— Start of Record list —

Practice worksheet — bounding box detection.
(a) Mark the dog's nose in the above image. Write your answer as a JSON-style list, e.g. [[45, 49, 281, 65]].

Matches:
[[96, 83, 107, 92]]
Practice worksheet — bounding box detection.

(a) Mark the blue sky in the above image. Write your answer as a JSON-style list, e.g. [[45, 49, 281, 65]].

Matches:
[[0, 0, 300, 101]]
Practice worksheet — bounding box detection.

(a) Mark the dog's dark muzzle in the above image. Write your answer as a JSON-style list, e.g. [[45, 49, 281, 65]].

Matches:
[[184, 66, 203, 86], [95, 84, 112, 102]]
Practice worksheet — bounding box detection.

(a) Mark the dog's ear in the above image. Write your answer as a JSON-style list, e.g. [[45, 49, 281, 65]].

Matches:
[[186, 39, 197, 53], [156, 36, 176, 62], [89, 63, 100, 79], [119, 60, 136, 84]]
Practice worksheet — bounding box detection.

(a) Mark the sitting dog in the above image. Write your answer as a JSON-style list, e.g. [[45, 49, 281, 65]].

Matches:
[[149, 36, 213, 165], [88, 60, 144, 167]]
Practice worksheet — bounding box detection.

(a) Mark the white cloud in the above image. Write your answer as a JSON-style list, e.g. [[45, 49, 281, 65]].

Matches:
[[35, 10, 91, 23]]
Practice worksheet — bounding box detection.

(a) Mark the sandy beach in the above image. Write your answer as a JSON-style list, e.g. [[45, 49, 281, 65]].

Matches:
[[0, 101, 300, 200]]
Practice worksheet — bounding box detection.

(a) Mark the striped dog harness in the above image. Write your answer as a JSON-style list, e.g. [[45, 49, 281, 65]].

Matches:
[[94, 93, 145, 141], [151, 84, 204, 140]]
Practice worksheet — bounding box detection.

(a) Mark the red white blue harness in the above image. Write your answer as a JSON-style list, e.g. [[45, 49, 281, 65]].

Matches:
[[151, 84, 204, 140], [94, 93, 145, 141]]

— End of Record list —

▶ **Work required**
Copy out all the rows above again, swapping each "Matches" for "Answer" and keeping every other part the same.

▶ **Worked answer**
Practice worksheet — bounding box detection.
(a) Mark the dog's nose in the above image. Write your answer as a JSON-style list, e.g. [[45, 49, 281, 65]].

Answer:
[[96, 83, 107, 92]]
Practice worksheet — bounding box detection.

(a) Mark the blue sky in the above image. Write your answer as a JSON-style list, e.g. [[45, 49, 281, 65]].

Answer:
[[0, 0, 300, 101]]
Practice worksheet — bounding box detection.

(a) Mark the dog's dark muzzle in the above image. Write your answer as a JSON-style list, e.g. [[45, 49, 281, 65]].

Answer:
[[184, 66, 203, 86], [95, 84, 112, 102]]
Practice worksheet — bounding box detection.

(a) Mark the dog's ear in the above image. Write your answer as a JSON-style list, e.g. [[45, 49, 281, 65]].

Answer:
[[186, 39, 197, 53], [156, 36, 176, 62], [89, 63, 100, 79], [119, 60, 136, 84]]
Practice worksheet — bounding box detection.

(a) Mark the sitting dog in the above image. Write your answer as a JSON-style list, e.g. [[45, 49, 281, 65]].

Answer:
[[149, 36, 213, 165], [88, 60, 144, 167]]
Practice worksheet — bounding box detection.

(a) Mark the white cloud in the above image. Write your answer as a JSON-style list, e.g. [[45, 49, 281, 65]].

Answer:
[[35, 10, 91, 23]]
Practice worksheet — bounding box detection.

(a) Mark the sandy beach in the above image. Write your answer as a JSON-style list, e.g. [[45, 49, 281, 65]].

Answer:
[[0, 101, 300, 200]]
Practice worksheet — bounding box detection.

(a) Mark the striped dog harness in the above image. Write your answer as a JSON-style list, e.g. [[45, 49, 281, 65]].

Answer:
[[94, 93, 145, 141], [151, 84, 204, 140]]
Practice worksheet — bounding box detection.

(a) Mark the red white blue harness in the above image. Write your answer as a JSON-style list, e.g. [[45, 49, 281, 65]].

Answer:
[[151, 84, 204, 140], [94, 93, 145, 141]]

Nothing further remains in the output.